EXERCISE TASK: Print the data below verbatim, keeping every line unchanged.

STORED ROWS:
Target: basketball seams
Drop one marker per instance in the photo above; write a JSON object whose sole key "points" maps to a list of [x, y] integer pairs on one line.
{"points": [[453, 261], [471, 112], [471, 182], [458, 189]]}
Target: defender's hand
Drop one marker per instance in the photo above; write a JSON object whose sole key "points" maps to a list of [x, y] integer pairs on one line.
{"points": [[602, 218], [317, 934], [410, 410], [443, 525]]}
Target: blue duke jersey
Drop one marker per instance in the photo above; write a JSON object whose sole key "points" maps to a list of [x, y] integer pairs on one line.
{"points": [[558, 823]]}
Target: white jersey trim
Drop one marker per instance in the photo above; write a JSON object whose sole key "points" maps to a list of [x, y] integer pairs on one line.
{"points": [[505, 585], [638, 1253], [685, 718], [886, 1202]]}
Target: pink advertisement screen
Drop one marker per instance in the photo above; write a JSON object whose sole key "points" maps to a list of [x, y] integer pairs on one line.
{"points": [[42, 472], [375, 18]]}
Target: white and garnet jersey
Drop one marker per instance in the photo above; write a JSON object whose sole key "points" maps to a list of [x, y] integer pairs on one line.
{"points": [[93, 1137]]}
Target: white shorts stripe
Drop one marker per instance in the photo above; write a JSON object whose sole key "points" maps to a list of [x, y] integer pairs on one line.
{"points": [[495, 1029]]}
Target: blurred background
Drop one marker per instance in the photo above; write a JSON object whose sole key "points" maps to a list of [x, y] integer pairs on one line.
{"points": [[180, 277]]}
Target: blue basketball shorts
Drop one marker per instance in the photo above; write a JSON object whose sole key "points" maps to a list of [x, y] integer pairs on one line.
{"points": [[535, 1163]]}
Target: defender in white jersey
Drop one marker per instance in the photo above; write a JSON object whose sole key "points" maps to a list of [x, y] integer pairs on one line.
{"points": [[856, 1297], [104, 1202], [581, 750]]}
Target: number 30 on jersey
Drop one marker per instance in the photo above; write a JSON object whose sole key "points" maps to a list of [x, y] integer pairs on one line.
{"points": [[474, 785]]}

OUTPUT OF THE TASK:
Target: basketball seams
Drop one marker per instance in the photo above; write a JSON object whose sole key "points" maps to a list of [x, y] integer pairs on one line.
{"points": [[453, 261], [471, 112], [471, 182], [458, 189]]}
Target: defender's hand
Drop one marker per instance in the photo above; write a JSON object whose sole key "points" maps to a list of [x, y] integer pairs on one line.
{"points": [[602, 218], [317, 934], [410, 410], [443, 525]]}
Target: blue duke jersey
Drop one marker per instance in the photo above; write a JSON object whose sole key "points" maps to a list of [x, y] integer pairs on one line.
{"points": [[558, 823]]}
Target: white jersey trim
Drop one marker per instance in the photo above; write a JSON object whose sole key "points" maps to a list of [x, y] integer pairs on one line.
{"points": [[505, 585], [638, 1253], [685, 718], [886, 1202]]}
Target: pink advertisement screen
Drop one marker per instance in the photo above; write a JSON object whose sole key "points" maps to a list of [x, y] integer pairs on one line.
{"points": [[42, 472], [375, 18]]}
Target: white and garnet jersey
Drop one marker per instance in the photo above; write a JSON object whose sole key "points" maps to a list of [x, y] integer pairs on one line.
{"points": [[93, 1137]]}
Target: white shorts stripe
Drop one marker per instance in the photo above; write a JSON object whose sole key "points" maps to a list of [x, y] integer pairs on one line.
{"points": [[495, 1029]]}
Target: blurred background
Drop one marker per instance in the photo above; write a JSON object whose sole key "points" maps to a list of [x, y] integer pairs on one line.
{"points": [[180, 277]]}
Target: blue basketball shorts
Drop one marker per instance in the photo above; write a JSON object whose sole key "points" maps to a list of [x, y] integer pairs on one line.
{"points": [[535, 1163]]}
Target: defender in white jersey
Drop one marker per instance in the photo above; write a JSON object whose sole key "points" maps to a list of [x, y] integer pairs on one line.
{"points": [[856, 1297], [104, 1202], [581, 750]]}
Target: number 30 on jersey
Drop one marker per instance in the photo above; write a JSON object whose sole key "points" maps to a list of [x, y] integer pairs on one line.
{"points": [[474, 785]]}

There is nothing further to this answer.